__Direction__. Rewrite all of the entries below, replacing "marker" with "pin" and leaving everything else unchanged.

__Given records__.
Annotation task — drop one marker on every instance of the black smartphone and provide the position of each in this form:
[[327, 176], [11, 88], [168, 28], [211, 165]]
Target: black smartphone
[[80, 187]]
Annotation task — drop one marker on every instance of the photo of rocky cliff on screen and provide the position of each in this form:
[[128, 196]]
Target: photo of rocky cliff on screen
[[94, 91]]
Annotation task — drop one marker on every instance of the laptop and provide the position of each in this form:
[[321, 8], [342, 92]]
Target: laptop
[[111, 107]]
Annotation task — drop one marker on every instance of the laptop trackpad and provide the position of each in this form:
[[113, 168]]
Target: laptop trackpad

__Finished task__.
Annotation task — drop one pin on every instance of the black smartphone and provide the position of each in this form:
[[327, 176], [11, 88], [168, 28], [211, 165]]
Target: black smartphone
[[80, 187]]
Annotation task — drop one pin on every instance of the photo of rocky cliff on screen and provide the position of each in this form:
[[128, 196]]
Target: photo of rocky cliff on screen
[[94, 91]]
Annotation task — drop one pin on every instance of the laptop and provide the position of each in this form:
[[321, 8], [342, 92]]
Target: laptop
[[111, 107]]
Annotation task — drop one pin on every instance of the laptop trackpad and provide the position of each in this form:
[[113, 168]]
Target: laptop trackpad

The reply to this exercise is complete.